(Referring expression pointing data)
-=-=-=-=-
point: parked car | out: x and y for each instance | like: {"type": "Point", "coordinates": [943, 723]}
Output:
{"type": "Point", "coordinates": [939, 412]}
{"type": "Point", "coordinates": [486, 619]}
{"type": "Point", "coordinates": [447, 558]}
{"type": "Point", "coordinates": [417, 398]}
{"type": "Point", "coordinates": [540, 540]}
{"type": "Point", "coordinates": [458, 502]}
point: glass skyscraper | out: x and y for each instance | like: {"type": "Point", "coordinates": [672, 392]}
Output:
-=-=-=-=-
### The task
Line by line, please reproduce the records exactly.

### Solution to this exercise
point: parked car | out: x and y for each instance | like: {"type": "Point", "coordinates": [943, 723]}
Output:
{"type": "Point", "coordinates": [939, 412]}
{"type": "Point", "coordinates": [486, 619]}
{"type": "Point", "coordinates": [447, 558]}
{"type": "Point", "coordinates": [417, 398]}
{"type": "Point", "coordinates": [540, 540]}
{"type": "Point", "coordinates": [458, 502]}
point: glass skyscraper | out: x and y for each instance | like: {"type": "Point", "coordinates": [672, 392]}
Output:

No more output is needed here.